Required work :: Lay out everything in the records below, from the line containing "the white wooden" down to the line containing "column 530, row 250", both lines included, as a Markdown table with the columns No and Line. Number each row and leave out blank lines.

Task input ::
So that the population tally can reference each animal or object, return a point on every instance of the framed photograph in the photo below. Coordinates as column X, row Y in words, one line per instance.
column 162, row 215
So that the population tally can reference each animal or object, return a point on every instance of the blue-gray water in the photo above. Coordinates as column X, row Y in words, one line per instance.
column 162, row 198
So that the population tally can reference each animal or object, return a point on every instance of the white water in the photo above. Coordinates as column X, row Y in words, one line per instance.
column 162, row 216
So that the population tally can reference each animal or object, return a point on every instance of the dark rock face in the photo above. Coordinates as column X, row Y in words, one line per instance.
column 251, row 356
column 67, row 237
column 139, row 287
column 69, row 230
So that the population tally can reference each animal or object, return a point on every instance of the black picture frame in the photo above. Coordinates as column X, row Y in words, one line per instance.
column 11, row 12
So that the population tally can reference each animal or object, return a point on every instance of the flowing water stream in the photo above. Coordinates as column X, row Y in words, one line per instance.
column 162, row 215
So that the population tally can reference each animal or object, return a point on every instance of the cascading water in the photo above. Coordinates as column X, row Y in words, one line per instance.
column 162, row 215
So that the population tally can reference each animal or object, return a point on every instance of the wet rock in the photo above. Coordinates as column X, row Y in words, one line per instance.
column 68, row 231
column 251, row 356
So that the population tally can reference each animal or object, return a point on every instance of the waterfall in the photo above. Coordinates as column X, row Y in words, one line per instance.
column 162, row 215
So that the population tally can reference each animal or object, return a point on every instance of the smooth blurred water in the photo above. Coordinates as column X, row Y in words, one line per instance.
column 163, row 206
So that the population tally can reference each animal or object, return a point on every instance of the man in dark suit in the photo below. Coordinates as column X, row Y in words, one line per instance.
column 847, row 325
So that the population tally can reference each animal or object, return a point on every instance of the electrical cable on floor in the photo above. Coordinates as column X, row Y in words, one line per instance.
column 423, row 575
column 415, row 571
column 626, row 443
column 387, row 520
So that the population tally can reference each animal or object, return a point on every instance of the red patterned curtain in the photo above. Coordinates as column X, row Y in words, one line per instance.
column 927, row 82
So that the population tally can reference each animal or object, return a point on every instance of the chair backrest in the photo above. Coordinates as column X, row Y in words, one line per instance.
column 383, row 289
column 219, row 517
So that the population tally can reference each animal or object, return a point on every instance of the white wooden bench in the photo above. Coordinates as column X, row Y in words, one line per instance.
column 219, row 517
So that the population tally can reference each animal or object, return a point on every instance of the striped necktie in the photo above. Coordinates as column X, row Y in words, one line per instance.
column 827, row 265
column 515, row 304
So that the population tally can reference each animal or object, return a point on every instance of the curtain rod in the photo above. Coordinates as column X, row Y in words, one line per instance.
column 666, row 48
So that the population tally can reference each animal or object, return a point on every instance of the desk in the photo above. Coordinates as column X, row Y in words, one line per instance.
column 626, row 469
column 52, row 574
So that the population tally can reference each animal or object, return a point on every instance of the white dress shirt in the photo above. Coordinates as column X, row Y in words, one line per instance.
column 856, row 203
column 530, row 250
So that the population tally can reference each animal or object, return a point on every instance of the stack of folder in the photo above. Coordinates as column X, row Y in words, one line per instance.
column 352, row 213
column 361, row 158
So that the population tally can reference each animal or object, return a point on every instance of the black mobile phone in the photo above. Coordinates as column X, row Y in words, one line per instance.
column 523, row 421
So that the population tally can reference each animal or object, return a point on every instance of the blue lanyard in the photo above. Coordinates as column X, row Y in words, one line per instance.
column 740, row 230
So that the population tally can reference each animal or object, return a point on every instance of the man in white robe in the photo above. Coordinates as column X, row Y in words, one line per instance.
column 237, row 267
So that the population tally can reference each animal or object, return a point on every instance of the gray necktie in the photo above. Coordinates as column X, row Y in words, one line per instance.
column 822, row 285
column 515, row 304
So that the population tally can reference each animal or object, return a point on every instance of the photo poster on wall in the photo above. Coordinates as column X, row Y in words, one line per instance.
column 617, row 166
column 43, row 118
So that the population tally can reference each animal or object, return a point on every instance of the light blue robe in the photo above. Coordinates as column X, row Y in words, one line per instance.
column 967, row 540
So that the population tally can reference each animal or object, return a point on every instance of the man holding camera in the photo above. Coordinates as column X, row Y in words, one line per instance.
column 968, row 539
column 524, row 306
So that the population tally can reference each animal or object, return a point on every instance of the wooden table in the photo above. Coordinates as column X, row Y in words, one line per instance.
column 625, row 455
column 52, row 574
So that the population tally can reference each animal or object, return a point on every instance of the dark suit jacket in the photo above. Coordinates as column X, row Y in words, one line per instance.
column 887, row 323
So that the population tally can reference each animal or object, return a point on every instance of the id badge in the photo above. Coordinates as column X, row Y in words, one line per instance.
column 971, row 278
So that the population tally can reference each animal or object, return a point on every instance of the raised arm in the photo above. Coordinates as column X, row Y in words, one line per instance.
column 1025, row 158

The output ::
| No | Line |
|---|---|
| 1 | So that the population tally can reference each animal or object, return a point on every instance of the white wooden bench in the photo above. Coordinates as column X, row Y in words, one line per instance. |
| 2 | column 219, row 517 |
| 3 | So that the population tally can reference each animal or object, return a point on every instance of the striped necktie in the photo above. Coordinates as column X, row Y in words, one line per instance. |
| 4 | column 827, row 265 |
| 5 | column 515, row 304 |
| 6 | So that the population tally can reference each animal or object, return a point on every instance of the curtain rod in the photo above. Coordinates as column X, row Y in words, one line per instance. |
| 7 | column 666, row 48 |
| 8 | So that the population tally can reference each animal or object, return a point on every instance of the desk in the photo above. Coordinates as column X, row Y in words, one line per instance. |
| 9 | column 626, row 469 |
| 10 | column 52, row 574 |
| 11 | So that the population tally can reference each animal or object, return a point on every instance of the white dress shirt in the photo above. Coordinates as column X, row Y in words, one line per instance. |
| 12 | column 856, row 203 |
| 13 | column 530, row 250 |